§ Recorded information

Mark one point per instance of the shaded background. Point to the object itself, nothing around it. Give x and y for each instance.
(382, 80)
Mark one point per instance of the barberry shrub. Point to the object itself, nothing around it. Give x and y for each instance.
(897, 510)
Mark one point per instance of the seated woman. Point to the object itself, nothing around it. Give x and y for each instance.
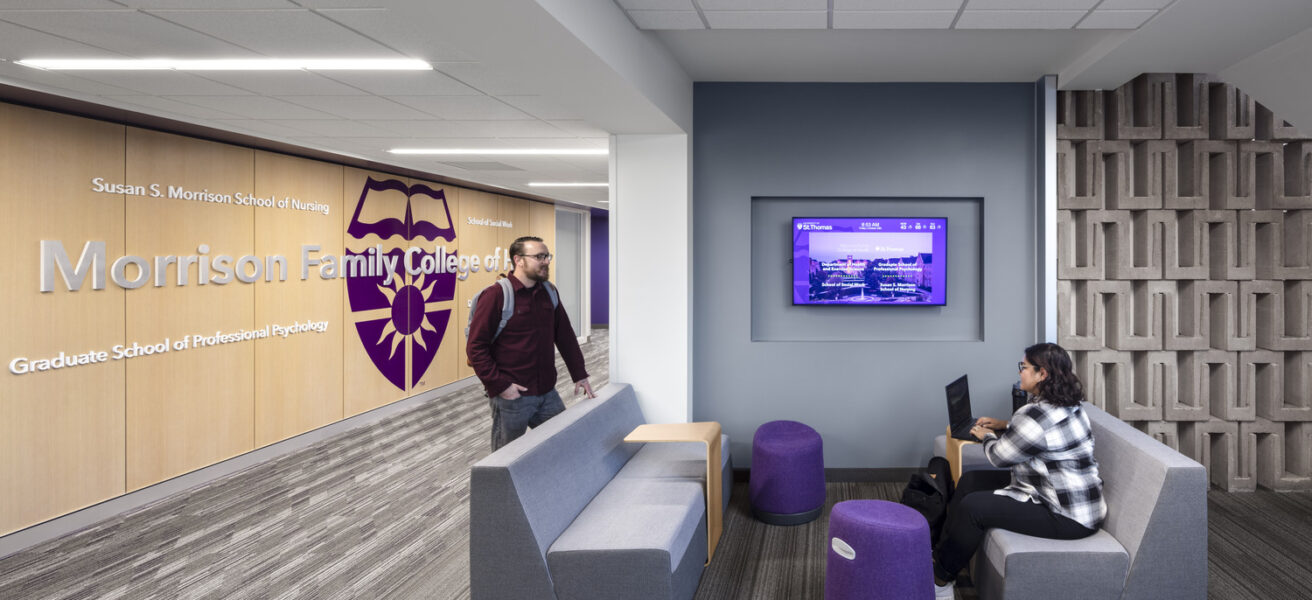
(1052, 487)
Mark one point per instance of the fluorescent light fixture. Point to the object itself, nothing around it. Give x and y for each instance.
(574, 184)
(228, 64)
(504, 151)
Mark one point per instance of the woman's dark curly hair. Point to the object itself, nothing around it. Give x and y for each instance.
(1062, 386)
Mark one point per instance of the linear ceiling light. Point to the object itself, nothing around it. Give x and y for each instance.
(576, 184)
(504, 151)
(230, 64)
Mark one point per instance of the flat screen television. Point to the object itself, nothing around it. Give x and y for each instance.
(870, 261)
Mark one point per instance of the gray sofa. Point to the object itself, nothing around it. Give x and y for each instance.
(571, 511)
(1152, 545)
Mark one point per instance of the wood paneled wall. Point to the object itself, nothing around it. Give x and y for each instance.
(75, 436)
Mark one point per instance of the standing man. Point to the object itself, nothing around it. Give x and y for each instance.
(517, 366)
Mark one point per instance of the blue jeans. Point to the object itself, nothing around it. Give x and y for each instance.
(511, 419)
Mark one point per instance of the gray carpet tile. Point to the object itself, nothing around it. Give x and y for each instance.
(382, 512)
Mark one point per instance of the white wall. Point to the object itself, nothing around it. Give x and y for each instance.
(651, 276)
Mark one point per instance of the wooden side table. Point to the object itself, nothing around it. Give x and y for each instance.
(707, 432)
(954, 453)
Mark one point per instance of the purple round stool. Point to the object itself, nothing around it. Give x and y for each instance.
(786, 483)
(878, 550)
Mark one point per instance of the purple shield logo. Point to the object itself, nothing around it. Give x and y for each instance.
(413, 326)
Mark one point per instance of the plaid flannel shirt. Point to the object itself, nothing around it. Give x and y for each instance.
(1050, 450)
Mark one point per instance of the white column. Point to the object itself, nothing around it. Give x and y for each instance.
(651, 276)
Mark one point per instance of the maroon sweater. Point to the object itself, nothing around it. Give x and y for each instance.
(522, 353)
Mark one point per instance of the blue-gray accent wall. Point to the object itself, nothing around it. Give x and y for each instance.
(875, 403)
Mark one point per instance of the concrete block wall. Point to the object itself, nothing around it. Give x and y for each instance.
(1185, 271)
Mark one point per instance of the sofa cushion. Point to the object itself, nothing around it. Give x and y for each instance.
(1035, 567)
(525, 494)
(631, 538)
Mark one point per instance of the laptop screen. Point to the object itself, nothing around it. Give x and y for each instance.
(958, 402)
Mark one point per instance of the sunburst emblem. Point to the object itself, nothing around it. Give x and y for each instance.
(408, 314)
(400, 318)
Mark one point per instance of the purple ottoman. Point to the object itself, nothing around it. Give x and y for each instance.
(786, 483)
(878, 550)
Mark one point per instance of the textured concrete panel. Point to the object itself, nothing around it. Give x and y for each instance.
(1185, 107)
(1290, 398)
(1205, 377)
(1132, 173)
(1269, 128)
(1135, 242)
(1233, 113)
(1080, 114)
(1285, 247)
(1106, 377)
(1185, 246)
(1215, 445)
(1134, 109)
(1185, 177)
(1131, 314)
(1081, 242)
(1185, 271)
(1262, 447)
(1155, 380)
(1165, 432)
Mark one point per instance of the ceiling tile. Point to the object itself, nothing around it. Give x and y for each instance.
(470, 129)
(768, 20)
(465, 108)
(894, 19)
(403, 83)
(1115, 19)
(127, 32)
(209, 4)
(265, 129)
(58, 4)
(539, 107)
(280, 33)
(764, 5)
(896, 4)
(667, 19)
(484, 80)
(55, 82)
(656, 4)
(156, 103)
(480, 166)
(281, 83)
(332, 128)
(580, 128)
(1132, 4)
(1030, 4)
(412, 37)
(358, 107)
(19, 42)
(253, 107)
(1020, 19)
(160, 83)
* * *
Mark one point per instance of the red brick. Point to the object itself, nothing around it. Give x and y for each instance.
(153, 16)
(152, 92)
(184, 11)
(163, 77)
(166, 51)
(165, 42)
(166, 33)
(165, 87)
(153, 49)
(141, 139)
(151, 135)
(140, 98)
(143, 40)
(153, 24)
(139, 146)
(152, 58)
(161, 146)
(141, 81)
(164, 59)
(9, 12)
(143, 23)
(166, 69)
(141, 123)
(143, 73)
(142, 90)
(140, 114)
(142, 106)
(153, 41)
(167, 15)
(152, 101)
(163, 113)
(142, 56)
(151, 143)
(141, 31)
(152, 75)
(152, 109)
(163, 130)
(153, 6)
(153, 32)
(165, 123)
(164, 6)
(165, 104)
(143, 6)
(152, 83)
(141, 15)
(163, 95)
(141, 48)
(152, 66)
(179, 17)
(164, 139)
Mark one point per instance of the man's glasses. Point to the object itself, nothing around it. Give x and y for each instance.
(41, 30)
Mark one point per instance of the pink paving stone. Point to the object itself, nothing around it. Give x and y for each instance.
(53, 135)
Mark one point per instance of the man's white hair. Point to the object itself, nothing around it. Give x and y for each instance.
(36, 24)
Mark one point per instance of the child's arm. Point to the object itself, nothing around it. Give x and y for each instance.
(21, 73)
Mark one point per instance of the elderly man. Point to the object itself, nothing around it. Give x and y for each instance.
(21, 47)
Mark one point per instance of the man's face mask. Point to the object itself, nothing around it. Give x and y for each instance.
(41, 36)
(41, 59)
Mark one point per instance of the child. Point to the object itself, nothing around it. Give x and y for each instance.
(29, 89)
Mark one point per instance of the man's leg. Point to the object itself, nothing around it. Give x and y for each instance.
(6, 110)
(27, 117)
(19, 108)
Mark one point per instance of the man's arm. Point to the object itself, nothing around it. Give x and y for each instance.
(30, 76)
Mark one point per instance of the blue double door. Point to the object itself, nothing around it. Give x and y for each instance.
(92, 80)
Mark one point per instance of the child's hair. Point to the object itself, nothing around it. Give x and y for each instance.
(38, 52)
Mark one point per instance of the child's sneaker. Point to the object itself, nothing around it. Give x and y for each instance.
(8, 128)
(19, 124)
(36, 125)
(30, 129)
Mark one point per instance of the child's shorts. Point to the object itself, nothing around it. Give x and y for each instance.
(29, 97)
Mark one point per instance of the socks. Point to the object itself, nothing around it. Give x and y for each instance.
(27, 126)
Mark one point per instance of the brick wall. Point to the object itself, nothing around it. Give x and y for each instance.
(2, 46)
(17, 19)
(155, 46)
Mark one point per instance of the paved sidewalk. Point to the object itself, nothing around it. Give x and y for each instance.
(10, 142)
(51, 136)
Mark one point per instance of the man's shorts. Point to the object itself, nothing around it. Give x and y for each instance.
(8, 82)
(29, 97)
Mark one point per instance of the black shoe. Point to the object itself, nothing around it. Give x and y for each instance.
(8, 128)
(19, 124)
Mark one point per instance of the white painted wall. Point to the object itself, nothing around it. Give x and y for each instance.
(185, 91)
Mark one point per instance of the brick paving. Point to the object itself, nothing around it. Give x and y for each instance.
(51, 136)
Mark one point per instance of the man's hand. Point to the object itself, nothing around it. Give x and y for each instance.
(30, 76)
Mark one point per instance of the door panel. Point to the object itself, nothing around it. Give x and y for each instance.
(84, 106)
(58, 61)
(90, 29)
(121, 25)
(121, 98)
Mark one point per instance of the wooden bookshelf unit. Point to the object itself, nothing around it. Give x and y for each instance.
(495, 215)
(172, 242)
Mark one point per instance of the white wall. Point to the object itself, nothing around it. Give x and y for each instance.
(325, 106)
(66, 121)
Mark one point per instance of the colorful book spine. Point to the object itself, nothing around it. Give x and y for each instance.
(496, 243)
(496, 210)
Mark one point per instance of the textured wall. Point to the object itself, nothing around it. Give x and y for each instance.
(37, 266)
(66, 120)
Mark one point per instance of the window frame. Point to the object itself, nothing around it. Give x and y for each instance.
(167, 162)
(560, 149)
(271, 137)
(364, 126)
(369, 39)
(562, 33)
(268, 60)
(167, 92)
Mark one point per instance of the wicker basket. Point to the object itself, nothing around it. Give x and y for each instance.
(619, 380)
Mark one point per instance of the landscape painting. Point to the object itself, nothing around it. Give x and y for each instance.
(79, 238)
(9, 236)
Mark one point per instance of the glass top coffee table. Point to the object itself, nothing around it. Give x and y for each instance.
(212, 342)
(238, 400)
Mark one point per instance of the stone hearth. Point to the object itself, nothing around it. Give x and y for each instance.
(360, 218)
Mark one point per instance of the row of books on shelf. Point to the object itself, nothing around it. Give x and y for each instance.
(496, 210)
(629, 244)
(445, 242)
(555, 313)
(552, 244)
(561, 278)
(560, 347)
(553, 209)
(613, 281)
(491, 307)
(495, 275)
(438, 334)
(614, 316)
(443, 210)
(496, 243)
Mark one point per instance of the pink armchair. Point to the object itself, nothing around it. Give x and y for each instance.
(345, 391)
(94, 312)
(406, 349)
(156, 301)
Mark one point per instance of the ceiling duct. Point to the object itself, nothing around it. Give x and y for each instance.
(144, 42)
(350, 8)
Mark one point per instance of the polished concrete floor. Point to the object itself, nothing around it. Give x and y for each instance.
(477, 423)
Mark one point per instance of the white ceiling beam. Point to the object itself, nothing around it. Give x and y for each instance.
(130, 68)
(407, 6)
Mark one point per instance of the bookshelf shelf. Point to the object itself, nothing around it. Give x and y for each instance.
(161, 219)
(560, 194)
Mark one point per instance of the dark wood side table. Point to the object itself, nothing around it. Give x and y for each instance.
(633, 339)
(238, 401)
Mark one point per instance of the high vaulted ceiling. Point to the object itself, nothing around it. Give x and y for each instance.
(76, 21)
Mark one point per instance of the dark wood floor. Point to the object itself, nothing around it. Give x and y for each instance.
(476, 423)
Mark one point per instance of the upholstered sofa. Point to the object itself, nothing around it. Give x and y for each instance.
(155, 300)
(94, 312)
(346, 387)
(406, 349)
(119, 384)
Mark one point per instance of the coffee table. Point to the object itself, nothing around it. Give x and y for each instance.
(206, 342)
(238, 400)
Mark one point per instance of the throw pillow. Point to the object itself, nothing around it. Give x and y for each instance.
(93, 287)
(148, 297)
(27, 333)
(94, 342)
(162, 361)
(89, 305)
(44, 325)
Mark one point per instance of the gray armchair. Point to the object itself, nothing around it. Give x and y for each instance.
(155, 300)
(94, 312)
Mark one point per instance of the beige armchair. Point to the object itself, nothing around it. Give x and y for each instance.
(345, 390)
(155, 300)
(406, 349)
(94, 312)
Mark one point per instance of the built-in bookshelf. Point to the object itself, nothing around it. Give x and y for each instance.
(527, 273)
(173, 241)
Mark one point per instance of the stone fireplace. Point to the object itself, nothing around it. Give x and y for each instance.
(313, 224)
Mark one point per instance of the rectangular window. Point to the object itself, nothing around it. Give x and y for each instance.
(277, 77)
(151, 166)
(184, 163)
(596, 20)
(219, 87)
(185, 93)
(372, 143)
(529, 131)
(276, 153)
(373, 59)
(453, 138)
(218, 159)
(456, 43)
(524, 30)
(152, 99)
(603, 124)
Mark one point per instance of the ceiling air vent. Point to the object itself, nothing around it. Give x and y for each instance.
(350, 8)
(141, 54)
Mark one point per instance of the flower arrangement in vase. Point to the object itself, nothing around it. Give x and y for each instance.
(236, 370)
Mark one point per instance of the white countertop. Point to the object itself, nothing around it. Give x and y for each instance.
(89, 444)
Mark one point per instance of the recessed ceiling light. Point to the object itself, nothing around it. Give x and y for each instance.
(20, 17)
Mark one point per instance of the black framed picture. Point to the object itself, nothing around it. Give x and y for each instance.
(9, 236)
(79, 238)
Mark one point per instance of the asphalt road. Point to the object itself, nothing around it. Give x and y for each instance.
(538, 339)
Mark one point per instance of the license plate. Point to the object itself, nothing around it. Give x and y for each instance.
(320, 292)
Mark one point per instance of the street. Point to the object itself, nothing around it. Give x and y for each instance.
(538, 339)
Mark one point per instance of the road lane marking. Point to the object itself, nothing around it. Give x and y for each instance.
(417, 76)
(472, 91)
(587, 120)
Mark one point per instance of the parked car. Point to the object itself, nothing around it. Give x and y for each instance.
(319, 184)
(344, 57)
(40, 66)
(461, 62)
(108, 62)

§ Work instructions
Rename "purple ottoman" to "violet ottoman" in the stretch of data from the line containing "Mark one point per instance of the sofa" through the line containing "(1165, 432)". Give back only those lines, with nothing else changed.

§ Result below
Mark one point per instance of the sofa cushion. Point to the object itself, nothing around it. Give x and y for each instance.
(1035, 567)
(525, 494)
(631, 538)
Mark one point per instance of the laptop screen. Point to the object itself, nothing around it. Give x and y for each instance.
(958, 402)
Mark one point per instance of the sunburst emblem. Point to the object itself, nothing around it. Give x and y for each instance.
(408, 314)
(400, 318)
Mark one point per instance of the violet ottoman. Point to the object itself, nothing around it. Give x and y for each instance.
(786, 483)
(878, 550)
Mark one point per instance of the textured concrete panel. Point to the object itself, nothing around it. Give x and y for each instance.
(1185, 107)
(1290, 398)
(1205, 377)
(1132, 173)
(1269, 128)
(1135, 242)
(1233, 113)
(1080, 114)
(1285, 247)
(1106, 377)
(1185, 246)
(1215, 445)
(1134, 109)
(1185, 177)
(1131, 314)
(1081, 242)
(1185, 271)
(1262, 447)
(1155, 380)
(1165, 432)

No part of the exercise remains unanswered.